───── CYTOWANY FRAGMENT

Sebastian Łukszo i Maksymilian Kania – to pierwsi rekordziści nowego stadionu przy ulicy Śląskiej w Szczytnie. Obiekt otwarto w sobotę. Mimo fatalnej pogody w uroczystości wzięło udział mnóstwo osób. Same zachwyty, zero krytyki – tak można podsumować to wydarzenie. - Na taki stadion czekaliśmy kilkadziesiąt lat – mówi Ireneusz Bukowiecki, mieszkaniec Szczytna i światowej sławy trener. - Jest imponujący. Mogę piać z zachwytu – żartuje.
W ramach Mityngu Banku Spółdzielczego w Szczytnie Jurand Cup sportowcy rywalizowali w pchnięciu kulą i skoku o tyczce. W rywalizacji nie wziął udziału nasz olimpijczyk Konrad Bukowiecki, który leczy kontuzję, ale był obecny na otwarciu stadionu i z miejsca stał się gwiazdą wydarzenia. Mieszkańcy Szczytna chętnie fotografowali się z nim, prosili o autografy, czy rozmowę.
- O to, aby ten stadion był tutaj walczyliśmy bardzo długo, ale wciąż były jakieś problemy – mówi nasz olimpijczyk. - Bardzo duża zasługa pana burmistrza, że ten stadion w końcu jest. Jako zawodnik, który wychował się w Szczytnie i tutaj stawiał pierwsze kroki, widząc taki obiekt, czuję ogromne wzruszenie. Jest przepiękny.
Potwierdzają to też sportowcy, którzy w sobotę rywalizowali w zawodach.
- Idealny pod każdym względem - mówi Maksymilian Kania, który wynikiem 4 metry wygrał skok o tyczce. - Pięknie usytuowany, znakomity tartan. Świetne miejsce do bicia rekordów, chętnie tu kiedyś wrócę.
W podobnym tonie wypowiadał się Sebastian Łukszo, który pod nieobecność Bukowieckiego wygrał pchnięcie kulą. Pierwszy rekord stadionu należy właśnie do niego – to 17 metrów i 36 centymetrów.
Budowa stadionu wraz z zapleczem kosztowała 16,5 mln zł.
- Dopływaliśmy do brzegu mimo wielu nawałnic – żartował w sobotę burmistrz Krzysztof Mańkowski. - Dziś chętnie ten stadion przekażę sportowcom, uczniom, dzieciom, młodzież i dorosłym, bo jest on właśnie dla nich. Chyba dziś nikt nie ma wątpliwości, że była to potrzebna inwestycja.

──────────
───── UDOSTĘPNIONE DANE

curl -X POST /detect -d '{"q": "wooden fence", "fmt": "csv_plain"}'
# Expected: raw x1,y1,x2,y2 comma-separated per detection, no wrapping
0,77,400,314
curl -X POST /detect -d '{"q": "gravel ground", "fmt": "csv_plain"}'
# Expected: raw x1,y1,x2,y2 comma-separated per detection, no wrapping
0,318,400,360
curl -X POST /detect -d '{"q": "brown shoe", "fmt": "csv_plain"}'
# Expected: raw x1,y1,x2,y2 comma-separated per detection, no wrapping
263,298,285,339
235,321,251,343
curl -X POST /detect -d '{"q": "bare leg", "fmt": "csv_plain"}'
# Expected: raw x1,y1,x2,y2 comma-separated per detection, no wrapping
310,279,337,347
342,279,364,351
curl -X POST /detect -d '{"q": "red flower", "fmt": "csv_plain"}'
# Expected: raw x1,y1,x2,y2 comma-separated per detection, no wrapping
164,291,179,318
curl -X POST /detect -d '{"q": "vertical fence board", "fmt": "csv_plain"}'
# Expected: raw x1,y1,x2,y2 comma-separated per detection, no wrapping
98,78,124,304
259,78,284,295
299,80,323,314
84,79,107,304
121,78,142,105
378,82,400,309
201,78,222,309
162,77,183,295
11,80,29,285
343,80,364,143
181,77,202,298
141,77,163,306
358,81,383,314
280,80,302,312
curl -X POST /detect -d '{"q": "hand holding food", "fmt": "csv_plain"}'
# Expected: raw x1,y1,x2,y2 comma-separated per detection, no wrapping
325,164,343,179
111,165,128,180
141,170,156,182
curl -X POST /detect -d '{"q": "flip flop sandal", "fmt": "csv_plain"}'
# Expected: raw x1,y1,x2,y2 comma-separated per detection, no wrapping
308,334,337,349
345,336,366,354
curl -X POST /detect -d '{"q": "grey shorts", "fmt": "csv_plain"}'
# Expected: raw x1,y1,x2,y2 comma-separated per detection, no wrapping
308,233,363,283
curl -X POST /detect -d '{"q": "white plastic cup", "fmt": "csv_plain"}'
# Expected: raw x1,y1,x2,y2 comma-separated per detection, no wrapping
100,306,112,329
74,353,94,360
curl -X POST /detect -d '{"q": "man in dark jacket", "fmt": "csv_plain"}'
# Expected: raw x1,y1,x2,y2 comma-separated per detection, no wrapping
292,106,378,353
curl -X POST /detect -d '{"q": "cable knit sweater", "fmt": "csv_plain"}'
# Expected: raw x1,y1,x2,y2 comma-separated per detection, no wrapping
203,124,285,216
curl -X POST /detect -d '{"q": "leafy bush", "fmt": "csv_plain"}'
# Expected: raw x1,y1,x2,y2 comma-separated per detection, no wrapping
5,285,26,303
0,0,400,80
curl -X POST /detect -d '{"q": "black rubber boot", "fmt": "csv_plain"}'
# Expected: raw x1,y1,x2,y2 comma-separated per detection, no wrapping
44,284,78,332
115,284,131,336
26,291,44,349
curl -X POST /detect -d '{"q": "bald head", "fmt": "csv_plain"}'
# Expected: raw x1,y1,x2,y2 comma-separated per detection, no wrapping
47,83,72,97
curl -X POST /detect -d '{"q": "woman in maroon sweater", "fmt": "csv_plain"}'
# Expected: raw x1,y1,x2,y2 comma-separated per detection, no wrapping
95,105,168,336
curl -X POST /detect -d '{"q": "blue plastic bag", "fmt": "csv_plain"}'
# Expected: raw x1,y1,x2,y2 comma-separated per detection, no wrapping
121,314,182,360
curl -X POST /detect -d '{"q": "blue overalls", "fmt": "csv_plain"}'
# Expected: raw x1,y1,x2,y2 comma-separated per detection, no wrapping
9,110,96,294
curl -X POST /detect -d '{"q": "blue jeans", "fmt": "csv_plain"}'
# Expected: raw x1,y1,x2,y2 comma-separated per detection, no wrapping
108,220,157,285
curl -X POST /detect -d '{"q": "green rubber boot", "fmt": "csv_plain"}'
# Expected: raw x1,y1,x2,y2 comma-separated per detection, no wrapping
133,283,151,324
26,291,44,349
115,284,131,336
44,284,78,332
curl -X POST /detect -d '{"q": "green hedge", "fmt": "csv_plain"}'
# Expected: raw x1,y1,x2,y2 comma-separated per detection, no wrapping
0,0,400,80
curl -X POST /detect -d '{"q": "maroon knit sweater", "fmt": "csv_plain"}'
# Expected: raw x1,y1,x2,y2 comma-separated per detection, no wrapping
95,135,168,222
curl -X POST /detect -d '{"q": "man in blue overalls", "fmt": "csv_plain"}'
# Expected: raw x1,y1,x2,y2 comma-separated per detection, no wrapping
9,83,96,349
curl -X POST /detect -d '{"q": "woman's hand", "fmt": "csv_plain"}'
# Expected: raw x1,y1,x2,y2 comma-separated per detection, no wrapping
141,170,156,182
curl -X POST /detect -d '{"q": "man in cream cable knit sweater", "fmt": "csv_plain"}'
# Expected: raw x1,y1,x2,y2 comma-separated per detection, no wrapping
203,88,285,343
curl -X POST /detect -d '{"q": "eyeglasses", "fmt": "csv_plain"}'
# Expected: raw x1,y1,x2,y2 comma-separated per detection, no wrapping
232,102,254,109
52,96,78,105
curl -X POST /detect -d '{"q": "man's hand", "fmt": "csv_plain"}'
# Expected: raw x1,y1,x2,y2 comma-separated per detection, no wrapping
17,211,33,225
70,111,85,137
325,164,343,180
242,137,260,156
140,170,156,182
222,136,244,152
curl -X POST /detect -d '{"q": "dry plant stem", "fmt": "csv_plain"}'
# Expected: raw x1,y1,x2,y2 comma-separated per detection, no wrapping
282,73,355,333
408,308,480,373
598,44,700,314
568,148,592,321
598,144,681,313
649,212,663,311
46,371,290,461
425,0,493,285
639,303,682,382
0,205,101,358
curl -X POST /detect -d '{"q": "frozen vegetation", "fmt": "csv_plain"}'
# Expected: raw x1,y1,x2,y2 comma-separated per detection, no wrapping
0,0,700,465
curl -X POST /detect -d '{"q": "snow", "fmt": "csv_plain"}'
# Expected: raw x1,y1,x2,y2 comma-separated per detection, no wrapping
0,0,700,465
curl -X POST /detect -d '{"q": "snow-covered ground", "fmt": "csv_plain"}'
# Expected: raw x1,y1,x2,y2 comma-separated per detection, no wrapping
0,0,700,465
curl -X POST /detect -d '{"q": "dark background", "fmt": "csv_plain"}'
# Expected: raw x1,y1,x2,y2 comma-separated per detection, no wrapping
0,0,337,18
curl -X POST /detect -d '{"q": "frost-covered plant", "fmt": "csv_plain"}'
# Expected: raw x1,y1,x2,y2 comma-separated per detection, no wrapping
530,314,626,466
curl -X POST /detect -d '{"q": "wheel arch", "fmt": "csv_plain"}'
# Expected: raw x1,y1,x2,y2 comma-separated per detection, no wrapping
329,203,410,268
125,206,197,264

──────────

ZADANIA.
- a) Wypisz wszystkie osoby, które artykuł o stadionie w Szczytnie podaje z imienia i nazwiska.
- b) Streść w dwóch zdaniach akapit artykułu o stadionie w Szczytnie zaczynający się od słów „W ramach Mityngu Banku Spółdzielczego”, zachowując najważniejsze fakty.
- c) Dopisz dalszy ciąg artykułu o stadionie w Szczytnie, zaczynając od miejsca, w którym się kończy.
Pozycje nie mają żadnego związku z artykułem o stadionie w Szczytnie.

ODPOWIEDZI DO ZADAŃ.
- a)
- Sebastian Łukszo
- Maksymilian Kania
- Ireneusz Bukowiecki
- Konrad Bukowiecki
- Krzysztof Mańkowski

- b) Podczas Mityngu Banku Spółdzielczego w Szczytnie Jurand Cup zawodnicy rywalizowali w pchnięciu kulą i skoku o tyczce. Olimpijczyk Konrad Bukowiecki leczy kontuzję i nie startował, ale przyszedł na otwarcie stadionu i został gwiazdą wydarzenia: mieszkańcy robili sobie z nim zdjęcia oraz prosili go o autografy i rozmowę.

- c)
Materiały, które zostały użyte do budowy stadionu to najwyższa jakość, dokładnie takie same używane są na obiektach, na których rozgrywane są mistrzostwa świata, czy igrzyska olimpijskie. Ale to niejedyna zaleta szczycieńskiego stadionu.
- Jest to najbardziej funkcjonalny i jakościowo bardzo dobry obiekt w tym regonie na pewno – zapewnia Robert Burzycki, wiceprezes firmy Tamex, która realizowała inwestycję i ma na koncie najpiękniejszy stadion w Karpaczu. - Na mapie Polski na pewno się wyróżnia. Jest tu wiele miejsc do uprawniania sportu. Nie tylko bieżnia, nie tylko piłka noża, ale też tenis, gry zespołowe, koszykówka. Jest to naprawdę prawidłowo zagospodarowana przestrzeń w centrum miasta. Szczytno może być naprawdę wzorem dla wielu miast w Polsce, bo ten obiekt jest przemyślany i jest funkcjonalny.
Nowy stadion wychwalają nauczyciele wychowania fizycznego.
- Liczymy, że będziemy z naszymi uczniami często z niego korzystać – mówi Piotr Kraszewski, nauczyciel wychowania fizycznego.
- Jestem w szoku – przyznaje z kolei Piotr Gregorczyk, były piłkarz, a aktualnie trener i radny miejski. - Czegoś takiego się nie spodziewałem. Jestem zachwycony. Nasz klub ma pod opieką 300 dzieciaczków, którzy już nie mogą doczekać się tego, aby zacząć tu trenować. Taki obiekt to silna motywacja.
Mieszkańcy Szczytna, ale i powiatu na taki obiekt czekali kilkadziesiąt lat.
- Kurczę, szkoda, że już jestem taki wiekowy, bo sam chętnie pokopałbym tu w piłkę – śmieje się Józef Grabowski, mieszkaniec Jedwabna i były sędzia piłkarski. - Szkoda, że za wcześnie się urodziłem, bo miło byłoby sędziować na tak cudownym obiekcie. Brawa dla pana burmistrza.
Budowa stadionu budziła wiele mocje. Dziś jednak nikt już nie ma wątpliwości, że jest on potrzebny.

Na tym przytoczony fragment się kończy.